> [Task brief]
The records below need retyping in full; give them again exactly.

> [Given data]
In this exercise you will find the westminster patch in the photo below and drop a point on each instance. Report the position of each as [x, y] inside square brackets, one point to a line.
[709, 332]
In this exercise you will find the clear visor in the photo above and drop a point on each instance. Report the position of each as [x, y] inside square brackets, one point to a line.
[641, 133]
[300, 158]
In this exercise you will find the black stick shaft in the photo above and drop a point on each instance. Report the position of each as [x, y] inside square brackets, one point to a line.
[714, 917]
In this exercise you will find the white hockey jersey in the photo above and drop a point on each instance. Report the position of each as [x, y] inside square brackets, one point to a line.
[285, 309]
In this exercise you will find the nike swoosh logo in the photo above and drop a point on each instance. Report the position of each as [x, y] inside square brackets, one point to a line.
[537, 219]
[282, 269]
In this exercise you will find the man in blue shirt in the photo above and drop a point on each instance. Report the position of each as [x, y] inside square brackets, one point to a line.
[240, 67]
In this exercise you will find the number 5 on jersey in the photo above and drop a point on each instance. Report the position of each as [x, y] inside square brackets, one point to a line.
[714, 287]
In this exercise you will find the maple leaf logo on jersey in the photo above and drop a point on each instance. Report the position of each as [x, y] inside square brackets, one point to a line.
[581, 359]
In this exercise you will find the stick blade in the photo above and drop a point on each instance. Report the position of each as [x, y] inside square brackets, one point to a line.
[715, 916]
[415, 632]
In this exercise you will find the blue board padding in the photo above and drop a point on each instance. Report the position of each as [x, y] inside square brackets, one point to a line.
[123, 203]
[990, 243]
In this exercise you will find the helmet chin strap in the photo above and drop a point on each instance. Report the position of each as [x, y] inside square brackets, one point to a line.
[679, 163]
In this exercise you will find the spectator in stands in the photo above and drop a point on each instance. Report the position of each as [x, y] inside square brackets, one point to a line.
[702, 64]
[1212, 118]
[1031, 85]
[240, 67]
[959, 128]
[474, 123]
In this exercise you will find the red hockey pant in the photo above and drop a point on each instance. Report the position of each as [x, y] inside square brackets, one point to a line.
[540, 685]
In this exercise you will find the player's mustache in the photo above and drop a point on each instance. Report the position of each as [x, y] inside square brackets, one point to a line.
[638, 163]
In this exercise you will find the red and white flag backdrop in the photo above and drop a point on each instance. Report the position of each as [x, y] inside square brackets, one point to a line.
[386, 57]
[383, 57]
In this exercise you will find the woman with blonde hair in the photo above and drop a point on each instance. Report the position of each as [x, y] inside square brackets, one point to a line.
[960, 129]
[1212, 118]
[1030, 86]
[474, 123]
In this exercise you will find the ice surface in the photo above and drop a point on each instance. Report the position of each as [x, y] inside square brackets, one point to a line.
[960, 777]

> [Task solution]
In this exercise you will find the westminster patch in the photo below and drop a point on each instance. Report the position of each as [x, y] inside square brackets, one point to a line.
[709, 332]
In this exercise you will find the clear visor in the photo above and drop a point on each instance. Report the position of each as [x, y] inside square brackets, one point to a line.
[641, 133]
[300, 158]
In this exercise you will find the black stick shaft in the photo above and drop a point on each instance. Report the position of each as [x, y] inside square brackets, one point to a line.
[714, 917]
In this exercise you will find the white hockey jersey in the photo above and drop a point on each instance. Report the position of each as [x, y] inside square brackets, one point to a line.
[285, 309]
In this exercise you will find the nike swoosh logo in the photo above and drop a point on each instance. Report the position of each as [x, y] inside square brackets, one point to a line.
[537, 219]
[282, 269]
In this exercise you will find the man in blue shirt in the photo above and drop a point on each instance. Report the position of each as [x, y] inside square brackets, one point to a line.
[240, 67]
In this exercise you will find the number 5 on jersey in the photo above and drop a point on each instance. Report the position of each as [x, y] inside square brackets, one point to a line.
[714, 287]
In this exercise you will find the maple leaf logo on jersey in the photo above and drop a point on each instance. Report the position of each as [x, y] inside square brackets, one point to a line.
[581, 359]
In this exercise you will find the stick blade in the photo above and drop a point on each instance. Report the position of each as [x, y] inside square brackets, one point to a line.
[715, 916]
[415, 632]
In this exercise you will find the blue board padding in the photo above and drop a point on each instance. Report the position of each as [x, y] inside square brackets, one point to a line.
[123, 203]
[990, 243]
In this exercise you will find the helmet chin strap in the photo above and drop a point on each instance. Report the position of each as [x, y] inside square brackets, one point to a line.
[679, 163]
In this exercise you will find the spectator in stands in the photo above and drop a point on each instance. Report the position of each as [x, y] inside square brackets, one point to a line.
[702, 64]
[1212, 118]
[1031, 85]
[240, 67]
[959, 128]
[474, 123]
In this exercise you will find the red hockey pant in the photo above and drop a point on each instance. Report the position of each as [x, y] inside square brackets, one point to a line.
[540, 685]
In this exercise you will find the player's mustache in the photo above and drop a point on each instance. Report the position of each as [x, y] inside square brackets, one point to a line.
[638, 163]
In this exercise you will find the red and white flag backdrop in the photo above and drop a point on each instance. Report the position of each as [x, y] inside square brackets, one point to a line.
[386, 57]
[383, 57]
In this exercise you will find the woman with blonde hair in the photo above and drop a point on each instance. Report the position of each as [x, y] inside square brackets, one point to a line.
[960, 129]
[1212, 118]
[1030, 86]
[474, 123]
In this exercise you will find the ice surface in the photo above and drop a point on each instance. Report the position of each as [x, y] inside square brackets, one point to a line.
[960, 777]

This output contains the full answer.